* **Exercise instructions**
Count how many of the lines in the rows below contain the string "street", and reply with only that number.

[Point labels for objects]
[BEGIN]
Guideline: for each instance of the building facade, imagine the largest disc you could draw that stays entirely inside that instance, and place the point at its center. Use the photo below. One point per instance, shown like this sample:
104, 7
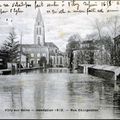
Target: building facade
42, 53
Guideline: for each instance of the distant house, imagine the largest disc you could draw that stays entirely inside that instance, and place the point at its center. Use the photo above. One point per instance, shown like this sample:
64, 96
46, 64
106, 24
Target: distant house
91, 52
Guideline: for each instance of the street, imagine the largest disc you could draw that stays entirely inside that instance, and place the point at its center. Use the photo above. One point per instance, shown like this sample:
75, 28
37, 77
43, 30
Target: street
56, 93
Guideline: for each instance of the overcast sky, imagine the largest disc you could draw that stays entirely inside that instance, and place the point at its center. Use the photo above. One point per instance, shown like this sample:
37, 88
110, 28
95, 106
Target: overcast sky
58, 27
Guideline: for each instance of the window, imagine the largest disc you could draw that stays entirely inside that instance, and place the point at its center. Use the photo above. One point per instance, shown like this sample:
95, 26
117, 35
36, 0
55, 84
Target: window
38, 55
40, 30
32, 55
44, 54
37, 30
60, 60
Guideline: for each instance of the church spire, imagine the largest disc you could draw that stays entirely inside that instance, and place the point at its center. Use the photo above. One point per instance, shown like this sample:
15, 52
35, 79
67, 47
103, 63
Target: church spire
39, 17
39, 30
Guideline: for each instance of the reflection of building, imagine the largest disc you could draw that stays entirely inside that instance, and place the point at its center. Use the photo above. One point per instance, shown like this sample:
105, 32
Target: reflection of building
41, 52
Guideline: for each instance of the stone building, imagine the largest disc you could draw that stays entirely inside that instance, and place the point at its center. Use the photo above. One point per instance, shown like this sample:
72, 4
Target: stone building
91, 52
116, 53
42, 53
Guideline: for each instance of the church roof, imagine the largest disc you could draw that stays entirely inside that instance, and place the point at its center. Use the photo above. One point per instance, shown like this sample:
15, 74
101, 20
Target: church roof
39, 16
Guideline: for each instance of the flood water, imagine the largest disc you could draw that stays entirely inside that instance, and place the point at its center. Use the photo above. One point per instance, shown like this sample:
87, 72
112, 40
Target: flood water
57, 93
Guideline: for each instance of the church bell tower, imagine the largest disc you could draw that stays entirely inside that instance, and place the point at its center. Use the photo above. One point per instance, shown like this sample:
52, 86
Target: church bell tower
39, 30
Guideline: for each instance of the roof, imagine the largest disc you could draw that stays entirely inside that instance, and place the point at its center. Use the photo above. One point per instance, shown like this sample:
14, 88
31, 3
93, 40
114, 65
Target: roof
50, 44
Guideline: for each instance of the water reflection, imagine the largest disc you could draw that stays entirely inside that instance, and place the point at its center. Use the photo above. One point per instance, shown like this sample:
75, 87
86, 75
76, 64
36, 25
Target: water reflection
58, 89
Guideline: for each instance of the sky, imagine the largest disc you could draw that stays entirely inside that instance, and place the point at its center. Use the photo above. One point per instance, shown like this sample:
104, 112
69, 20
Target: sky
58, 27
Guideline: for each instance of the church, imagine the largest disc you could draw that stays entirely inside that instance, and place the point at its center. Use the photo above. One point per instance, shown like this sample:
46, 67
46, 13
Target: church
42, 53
[END]
[BEGIN]
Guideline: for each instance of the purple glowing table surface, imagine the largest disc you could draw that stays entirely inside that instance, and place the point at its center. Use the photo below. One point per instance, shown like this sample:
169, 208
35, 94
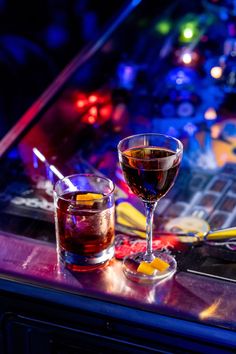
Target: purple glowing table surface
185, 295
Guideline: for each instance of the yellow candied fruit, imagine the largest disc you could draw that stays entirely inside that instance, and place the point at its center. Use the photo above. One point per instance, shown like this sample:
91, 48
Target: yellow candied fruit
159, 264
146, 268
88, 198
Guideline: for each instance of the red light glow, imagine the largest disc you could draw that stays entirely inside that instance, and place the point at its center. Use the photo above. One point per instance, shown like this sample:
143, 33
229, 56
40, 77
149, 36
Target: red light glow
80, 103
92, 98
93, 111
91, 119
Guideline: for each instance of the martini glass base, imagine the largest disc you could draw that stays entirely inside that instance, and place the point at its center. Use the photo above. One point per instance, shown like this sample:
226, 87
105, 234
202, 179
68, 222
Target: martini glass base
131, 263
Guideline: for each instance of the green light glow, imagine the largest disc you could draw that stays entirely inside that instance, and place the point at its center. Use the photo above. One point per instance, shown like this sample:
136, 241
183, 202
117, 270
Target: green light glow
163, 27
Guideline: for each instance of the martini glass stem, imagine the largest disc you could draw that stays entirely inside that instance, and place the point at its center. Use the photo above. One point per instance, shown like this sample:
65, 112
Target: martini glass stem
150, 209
[END]
* **The reply**
2